*Required work*.
Set down again exactly the lines of the listing below that fall between the line holding "Place a point on every instance of the wooden support" and the line holding "Place a point on every instance of the stone house", inclusive.

*Dataset records*.
┏━━

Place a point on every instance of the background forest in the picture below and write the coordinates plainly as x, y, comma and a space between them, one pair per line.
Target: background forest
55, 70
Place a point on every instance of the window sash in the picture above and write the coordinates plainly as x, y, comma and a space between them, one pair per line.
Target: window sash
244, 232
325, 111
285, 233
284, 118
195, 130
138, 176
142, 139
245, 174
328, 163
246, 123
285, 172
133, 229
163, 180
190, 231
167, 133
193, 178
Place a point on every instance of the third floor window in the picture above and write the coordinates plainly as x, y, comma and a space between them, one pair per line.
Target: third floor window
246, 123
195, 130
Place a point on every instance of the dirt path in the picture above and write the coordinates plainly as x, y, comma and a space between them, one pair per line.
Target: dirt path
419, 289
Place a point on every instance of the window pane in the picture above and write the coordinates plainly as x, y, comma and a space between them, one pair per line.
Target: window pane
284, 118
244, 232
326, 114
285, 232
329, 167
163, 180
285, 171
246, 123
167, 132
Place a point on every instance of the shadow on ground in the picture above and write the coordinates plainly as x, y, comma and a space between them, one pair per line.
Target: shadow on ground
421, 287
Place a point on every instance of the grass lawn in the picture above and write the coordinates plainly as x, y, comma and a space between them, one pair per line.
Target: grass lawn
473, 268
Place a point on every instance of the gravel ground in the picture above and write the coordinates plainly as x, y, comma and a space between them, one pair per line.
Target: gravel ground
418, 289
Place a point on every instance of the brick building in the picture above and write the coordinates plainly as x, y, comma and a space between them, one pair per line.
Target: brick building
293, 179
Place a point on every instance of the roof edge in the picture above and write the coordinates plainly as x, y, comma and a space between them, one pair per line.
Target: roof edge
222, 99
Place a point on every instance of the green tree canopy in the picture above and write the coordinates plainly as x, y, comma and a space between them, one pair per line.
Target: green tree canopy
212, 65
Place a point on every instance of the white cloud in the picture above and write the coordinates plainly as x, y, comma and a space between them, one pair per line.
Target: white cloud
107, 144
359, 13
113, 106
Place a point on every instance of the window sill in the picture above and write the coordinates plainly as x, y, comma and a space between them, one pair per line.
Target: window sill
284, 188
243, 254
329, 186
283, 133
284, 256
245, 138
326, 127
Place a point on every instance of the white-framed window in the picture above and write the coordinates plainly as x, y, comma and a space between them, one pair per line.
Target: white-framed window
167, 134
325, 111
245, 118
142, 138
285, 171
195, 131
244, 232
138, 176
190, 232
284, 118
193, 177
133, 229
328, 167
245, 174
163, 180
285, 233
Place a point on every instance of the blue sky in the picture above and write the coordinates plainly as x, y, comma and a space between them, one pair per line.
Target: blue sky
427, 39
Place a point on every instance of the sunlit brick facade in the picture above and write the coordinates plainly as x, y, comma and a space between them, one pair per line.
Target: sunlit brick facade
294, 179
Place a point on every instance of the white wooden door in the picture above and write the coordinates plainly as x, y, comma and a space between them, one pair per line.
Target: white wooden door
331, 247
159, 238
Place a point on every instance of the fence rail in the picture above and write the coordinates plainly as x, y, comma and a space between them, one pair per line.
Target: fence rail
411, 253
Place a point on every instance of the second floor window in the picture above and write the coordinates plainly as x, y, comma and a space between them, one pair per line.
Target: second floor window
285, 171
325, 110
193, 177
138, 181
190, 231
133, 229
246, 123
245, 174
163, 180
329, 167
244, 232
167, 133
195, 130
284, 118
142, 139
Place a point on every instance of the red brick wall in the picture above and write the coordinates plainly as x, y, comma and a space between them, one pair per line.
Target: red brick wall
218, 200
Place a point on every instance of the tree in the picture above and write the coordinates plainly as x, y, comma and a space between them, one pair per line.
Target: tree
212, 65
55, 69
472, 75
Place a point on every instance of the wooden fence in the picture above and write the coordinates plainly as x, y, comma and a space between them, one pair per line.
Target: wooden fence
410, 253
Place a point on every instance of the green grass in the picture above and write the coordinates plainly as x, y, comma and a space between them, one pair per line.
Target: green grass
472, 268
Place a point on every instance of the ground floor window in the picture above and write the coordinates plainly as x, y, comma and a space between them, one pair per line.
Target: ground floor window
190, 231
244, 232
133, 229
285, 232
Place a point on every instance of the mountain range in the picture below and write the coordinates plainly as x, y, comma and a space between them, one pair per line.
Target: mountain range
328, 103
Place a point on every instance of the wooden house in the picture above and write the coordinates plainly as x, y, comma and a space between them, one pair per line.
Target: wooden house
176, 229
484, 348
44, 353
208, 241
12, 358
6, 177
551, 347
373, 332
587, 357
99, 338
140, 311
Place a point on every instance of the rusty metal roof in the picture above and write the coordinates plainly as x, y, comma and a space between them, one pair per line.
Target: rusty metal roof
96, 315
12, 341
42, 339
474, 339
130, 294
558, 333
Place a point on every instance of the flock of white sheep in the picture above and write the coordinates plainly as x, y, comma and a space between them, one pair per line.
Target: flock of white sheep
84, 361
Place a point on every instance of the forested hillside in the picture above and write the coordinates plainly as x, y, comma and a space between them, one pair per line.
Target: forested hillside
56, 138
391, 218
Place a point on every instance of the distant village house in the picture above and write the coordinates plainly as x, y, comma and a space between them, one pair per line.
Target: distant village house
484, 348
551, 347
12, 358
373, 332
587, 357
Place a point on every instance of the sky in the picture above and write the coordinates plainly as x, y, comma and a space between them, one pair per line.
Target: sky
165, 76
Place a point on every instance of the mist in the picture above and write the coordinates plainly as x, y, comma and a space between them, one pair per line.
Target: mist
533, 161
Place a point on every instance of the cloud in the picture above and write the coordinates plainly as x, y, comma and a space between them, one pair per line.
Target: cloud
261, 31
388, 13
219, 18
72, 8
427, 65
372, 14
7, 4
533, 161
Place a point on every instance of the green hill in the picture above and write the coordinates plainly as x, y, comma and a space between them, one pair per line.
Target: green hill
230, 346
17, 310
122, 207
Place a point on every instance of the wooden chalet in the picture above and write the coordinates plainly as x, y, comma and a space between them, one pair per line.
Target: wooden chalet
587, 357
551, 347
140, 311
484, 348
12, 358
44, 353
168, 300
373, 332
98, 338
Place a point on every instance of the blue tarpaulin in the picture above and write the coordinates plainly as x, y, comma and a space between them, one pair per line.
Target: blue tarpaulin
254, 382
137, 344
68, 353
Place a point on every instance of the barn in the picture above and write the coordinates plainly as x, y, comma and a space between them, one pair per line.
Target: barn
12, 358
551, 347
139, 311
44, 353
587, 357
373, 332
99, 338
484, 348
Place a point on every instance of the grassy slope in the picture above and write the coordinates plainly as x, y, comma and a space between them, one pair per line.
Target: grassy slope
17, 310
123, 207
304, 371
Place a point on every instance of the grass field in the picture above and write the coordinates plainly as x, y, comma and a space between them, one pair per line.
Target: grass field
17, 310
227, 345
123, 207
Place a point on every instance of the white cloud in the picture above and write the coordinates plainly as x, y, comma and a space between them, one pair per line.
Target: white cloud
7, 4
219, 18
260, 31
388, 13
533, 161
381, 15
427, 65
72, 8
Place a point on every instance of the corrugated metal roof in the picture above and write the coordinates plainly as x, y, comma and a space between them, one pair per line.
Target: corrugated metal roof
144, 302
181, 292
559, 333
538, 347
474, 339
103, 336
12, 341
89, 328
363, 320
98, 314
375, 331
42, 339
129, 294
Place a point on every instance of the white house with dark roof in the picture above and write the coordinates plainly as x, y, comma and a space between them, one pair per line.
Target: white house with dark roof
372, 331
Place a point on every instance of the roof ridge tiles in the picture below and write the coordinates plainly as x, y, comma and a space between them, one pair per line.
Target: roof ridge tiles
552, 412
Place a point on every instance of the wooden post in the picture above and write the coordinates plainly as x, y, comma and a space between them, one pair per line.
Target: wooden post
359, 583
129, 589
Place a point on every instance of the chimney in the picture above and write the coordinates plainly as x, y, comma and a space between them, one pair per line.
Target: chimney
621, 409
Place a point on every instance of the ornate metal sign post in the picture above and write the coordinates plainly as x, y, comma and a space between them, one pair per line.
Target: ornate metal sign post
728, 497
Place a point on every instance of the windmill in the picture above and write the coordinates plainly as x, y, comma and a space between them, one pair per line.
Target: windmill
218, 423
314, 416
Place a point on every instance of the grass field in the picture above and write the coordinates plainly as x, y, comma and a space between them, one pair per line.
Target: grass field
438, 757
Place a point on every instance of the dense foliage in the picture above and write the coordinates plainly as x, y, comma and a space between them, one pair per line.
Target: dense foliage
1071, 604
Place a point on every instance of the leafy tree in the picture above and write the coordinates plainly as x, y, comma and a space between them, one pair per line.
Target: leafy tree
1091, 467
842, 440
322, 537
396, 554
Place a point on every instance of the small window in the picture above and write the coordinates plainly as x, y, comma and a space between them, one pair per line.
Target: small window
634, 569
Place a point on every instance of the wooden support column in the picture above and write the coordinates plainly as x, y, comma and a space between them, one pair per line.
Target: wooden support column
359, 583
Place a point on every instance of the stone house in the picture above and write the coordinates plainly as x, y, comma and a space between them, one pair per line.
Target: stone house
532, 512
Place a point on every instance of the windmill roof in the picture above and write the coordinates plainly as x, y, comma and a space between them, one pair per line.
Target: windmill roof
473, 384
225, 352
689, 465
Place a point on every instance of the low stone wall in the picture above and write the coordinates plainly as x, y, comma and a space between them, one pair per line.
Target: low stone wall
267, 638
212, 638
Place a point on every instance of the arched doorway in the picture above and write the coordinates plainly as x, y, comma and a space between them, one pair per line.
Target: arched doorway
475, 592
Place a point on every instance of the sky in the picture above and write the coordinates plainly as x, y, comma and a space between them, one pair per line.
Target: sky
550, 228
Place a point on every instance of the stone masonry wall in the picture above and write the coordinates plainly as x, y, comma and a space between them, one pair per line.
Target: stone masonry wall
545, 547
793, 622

┗━━

*Response to the task*.
Place a point on every instance of the wooden support column in the picture above and write the coordinates plainly as x, y, comma and a space between them, one pair per line.
Target: wooden support column
359, 583
Place a point on every instance of the stone house in the picture above and write the coordinates plainly as x, y, comma and a space between them, one pair per line.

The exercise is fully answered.